- _Written exercise_: Reproduce word for word every line of the items, starting at the line containing "Where can you spot the man's raised" and running through the end of the items.

- _Dataset entries_:
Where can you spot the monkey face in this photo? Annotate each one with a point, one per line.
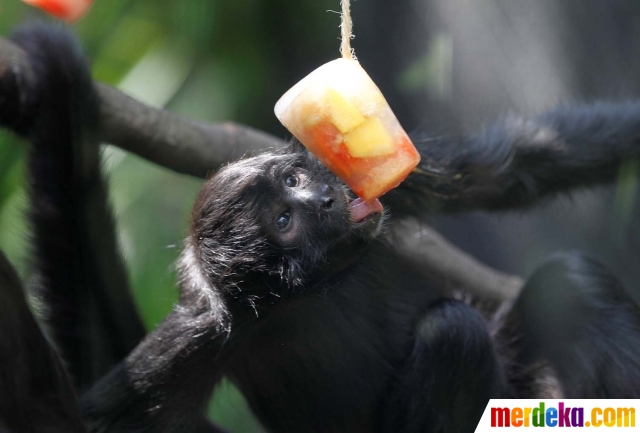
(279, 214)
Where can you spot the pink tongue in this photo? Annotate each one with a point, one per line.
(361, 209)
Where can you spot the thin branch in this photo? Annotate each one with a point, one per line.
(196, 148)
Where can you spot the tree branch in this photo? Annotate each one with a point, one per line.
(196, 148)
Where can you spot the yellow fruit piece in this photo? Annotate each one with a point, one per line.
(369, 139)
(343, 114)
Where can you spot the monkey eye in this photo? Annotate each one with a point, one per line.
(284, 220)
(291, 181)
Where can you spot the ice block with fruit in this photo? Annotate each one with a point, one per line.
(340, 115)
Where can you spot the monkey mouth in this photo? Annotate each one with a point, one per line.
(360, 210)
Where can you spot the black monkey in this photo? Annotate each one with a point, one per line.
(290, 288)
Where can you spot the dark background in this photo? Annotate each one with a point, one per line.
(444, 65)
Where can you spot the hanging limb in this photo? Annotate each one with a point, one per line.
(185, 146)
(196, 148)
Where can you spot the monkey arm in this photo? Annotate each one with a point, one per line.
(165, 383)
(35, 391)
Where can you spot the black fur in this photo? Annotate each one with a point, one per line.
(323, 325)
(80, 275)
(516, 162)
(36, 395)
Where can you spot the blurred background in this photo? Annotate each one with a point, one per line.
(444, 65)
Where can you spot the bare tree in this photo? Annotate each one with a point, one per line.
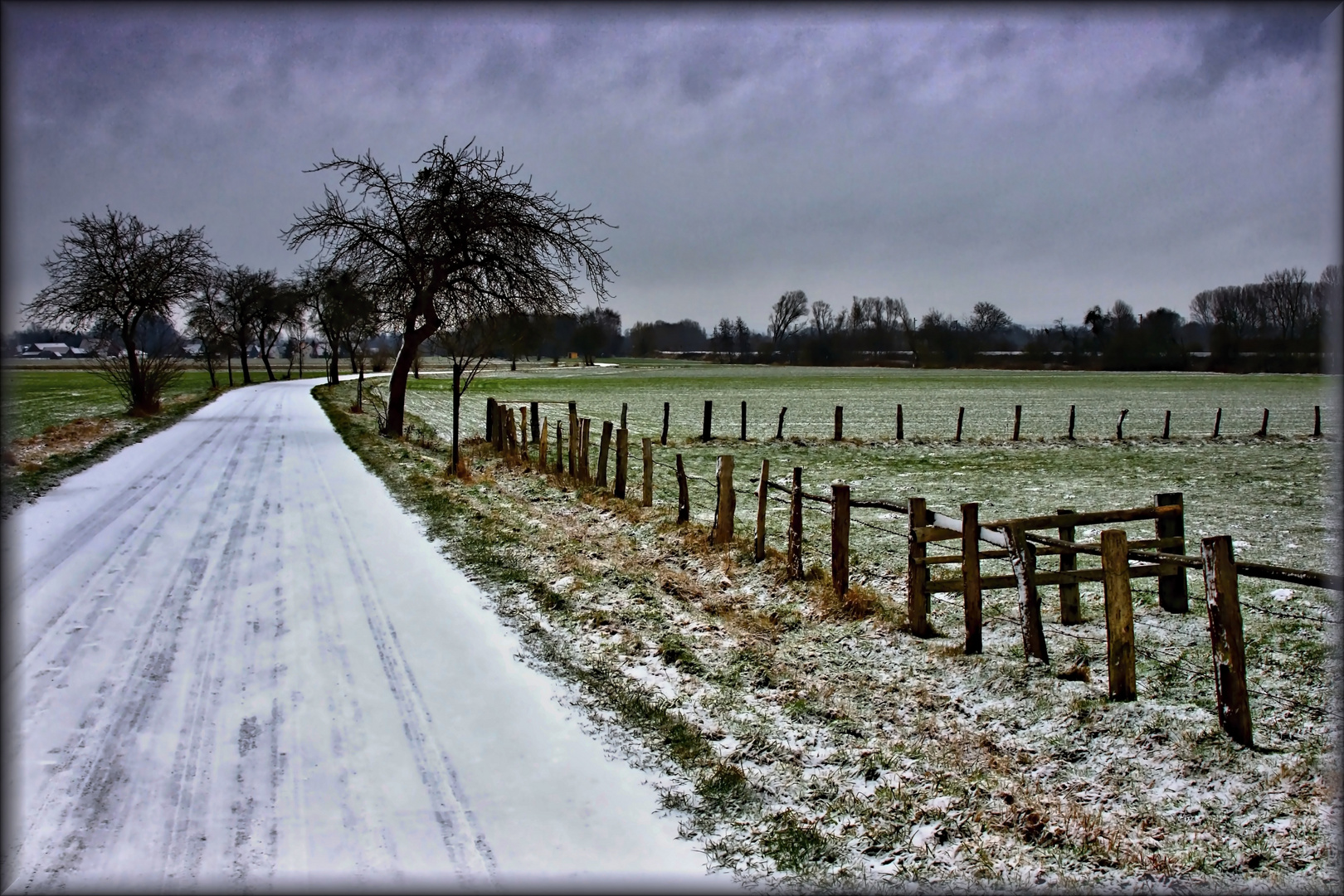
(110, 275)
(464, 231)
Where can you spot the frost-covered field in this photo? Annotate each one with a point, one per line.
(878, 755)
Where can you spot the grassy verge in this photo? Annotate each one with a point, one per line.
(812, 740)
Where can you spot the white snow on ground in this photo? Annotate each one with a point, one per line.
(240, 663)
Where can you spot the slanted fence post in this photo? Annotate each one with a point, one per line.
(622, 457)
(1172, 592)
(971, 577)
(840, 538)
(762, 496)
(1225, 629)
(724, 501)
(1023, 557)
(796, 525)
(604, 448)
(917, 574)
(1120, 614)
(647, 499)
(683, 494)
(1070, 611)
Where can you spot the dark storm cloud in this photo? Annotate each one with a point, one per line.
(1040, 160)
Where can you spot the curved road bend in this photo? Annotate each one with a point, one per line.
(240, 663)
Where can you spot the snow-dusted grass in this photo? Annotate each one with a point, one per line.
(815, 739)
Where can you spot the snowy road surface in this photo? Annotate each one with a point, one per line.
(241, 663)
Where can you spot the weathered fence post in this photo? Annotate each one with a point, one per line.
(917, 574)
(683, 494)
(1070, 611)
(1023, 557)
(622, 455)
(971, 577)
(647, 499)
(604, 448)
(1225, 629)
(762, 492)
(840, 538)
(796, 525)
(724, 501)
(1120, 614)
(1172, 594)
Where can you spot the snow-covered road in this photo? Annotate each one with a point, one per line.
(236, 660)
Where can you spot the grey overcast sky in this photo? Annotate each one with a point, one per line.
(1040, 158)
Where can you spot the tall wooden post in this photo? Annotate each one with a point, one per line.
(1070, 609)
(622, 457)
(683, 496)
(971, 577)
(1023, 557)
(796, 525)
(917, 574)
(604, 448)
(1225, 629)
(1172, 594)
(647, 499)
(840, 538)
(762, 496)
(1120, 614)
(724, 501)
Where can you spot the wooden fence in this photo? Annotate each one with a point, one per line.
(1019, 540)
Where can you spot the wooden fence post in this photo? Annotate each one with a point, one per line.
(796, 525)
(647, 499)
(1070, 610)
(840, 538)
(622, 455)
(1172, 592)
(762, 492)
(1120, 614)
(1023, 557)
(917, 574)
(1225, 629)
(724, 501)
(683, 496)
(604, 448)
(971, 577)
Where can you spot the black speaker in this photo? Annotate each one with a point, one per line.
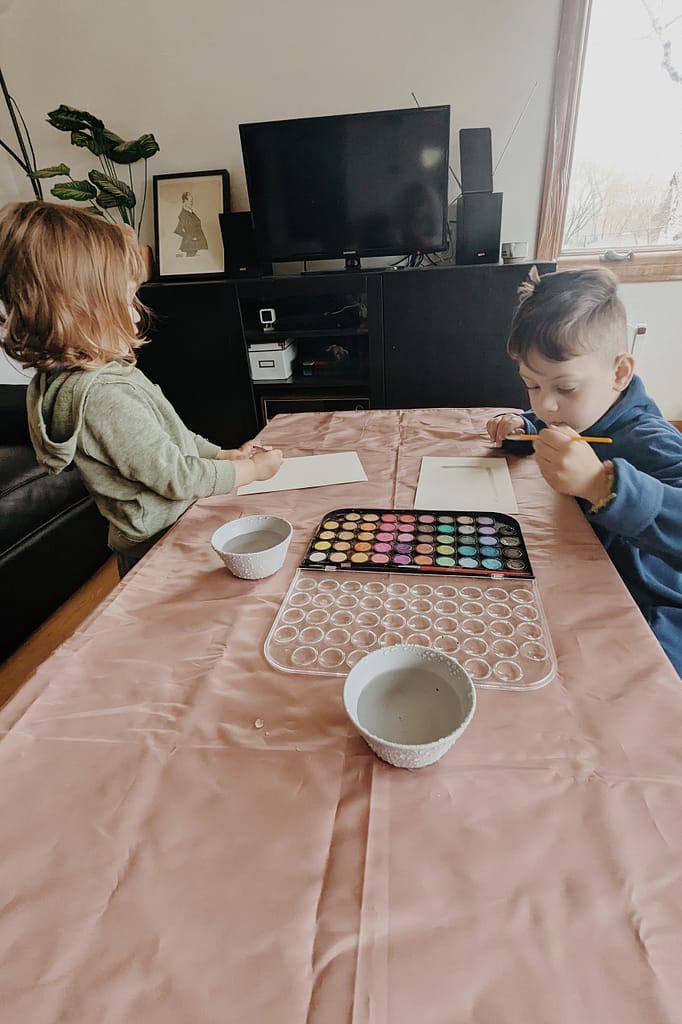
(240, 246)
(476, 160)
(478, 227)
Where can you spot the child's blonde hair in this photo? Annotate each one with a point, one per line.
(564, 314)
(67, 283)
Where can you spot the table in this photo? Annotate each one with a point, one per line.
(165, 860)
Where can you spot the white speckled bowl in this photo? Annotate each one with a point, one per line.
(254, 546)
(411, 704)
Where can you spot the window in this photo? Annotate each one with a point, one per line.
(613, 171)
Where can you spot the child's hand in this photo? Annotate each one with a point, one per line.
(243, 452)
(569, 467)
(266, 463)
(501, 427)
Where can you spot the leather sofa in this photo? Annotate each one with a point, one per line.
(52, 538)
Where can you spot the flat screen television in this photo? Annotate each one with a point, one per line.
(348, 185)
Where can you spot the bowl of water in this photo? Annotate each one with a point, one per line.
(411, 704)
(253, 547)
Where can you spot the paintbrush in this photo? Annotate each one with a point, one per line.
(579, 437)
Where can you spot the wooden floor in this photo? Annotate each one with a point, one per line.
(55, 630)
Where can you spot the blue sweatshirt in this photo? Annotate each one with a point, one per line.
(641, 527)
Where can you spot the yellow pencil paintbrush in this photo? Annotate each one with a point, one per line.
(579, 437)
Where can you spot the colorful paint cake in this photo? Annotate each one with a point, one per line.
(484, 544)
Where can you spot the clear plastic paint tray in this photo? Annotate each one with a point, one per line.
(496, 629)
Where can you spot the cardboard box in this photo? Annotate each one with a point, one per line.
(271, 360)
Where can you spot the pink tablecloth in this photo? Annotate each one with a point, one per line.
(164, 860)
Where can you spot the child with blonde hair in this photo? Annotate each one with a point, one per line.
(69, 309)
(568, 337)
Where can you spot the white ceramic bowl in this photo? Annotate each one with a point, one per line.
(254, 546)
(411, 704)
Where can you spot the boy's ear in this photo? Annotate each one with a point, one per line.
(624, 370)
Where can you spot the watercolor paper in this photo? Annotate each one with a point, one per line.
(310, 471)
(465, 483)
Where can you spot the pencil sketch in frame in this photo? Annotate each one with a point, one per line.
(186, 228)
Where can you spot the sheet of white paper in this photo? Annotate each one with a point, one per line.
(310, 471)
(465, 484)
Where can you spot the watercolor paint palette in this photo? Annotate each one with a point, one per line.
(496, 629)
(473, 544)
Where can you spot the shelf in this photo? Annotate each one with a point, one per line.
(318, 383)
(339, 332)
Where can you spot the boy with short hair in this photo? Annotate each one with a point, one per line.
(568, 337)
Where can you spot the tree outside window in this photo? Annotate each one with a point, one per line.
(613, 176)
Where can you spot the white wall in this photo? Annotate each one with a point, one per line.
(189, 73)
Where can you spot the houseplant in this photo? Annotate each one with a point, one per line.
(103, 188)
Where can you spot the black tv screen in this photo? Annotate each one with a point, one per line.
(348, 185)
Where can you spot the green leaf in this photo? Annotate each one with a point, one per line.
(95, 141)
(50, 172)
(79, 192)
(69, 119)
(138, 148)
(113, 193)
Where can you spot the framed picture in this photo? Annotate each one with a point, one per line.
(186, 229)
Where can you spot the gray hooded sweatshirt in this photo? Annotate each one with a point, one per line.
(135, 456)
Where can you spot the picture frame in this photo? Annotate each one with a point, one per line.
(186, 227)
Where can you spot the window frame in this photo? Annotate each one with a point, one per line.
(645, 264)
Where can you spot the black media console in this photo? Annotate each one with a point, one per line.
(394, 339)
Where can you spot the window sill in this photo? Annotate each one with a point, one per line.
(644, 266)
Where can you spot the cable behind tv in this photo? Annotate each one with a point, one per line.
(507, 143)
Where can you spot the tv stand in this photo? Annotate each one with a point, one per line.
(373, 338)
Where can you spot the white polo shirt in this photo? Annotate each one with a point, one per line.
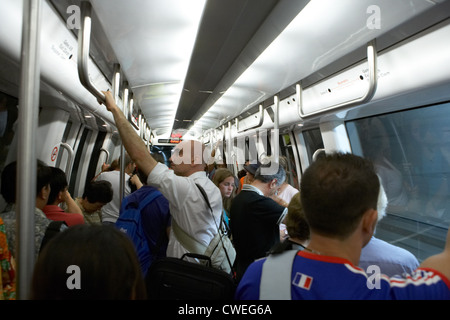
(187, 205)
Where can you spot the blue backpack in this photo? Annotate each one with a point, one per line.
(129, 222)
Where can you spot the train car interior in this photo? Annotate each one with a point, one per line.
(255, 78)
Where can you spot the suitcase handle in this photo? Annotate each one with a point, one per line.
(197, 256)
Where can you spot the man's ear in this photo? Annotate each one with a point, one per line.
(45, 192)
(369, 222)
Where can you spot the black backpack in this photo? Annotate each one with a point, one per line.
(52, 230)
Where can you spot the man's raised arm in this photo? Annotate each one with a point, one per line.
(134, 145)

- _Finished answer_:
Where can you spot the man's raised arm in this photo? Annotate each one with a point, one per line.
(134, 145)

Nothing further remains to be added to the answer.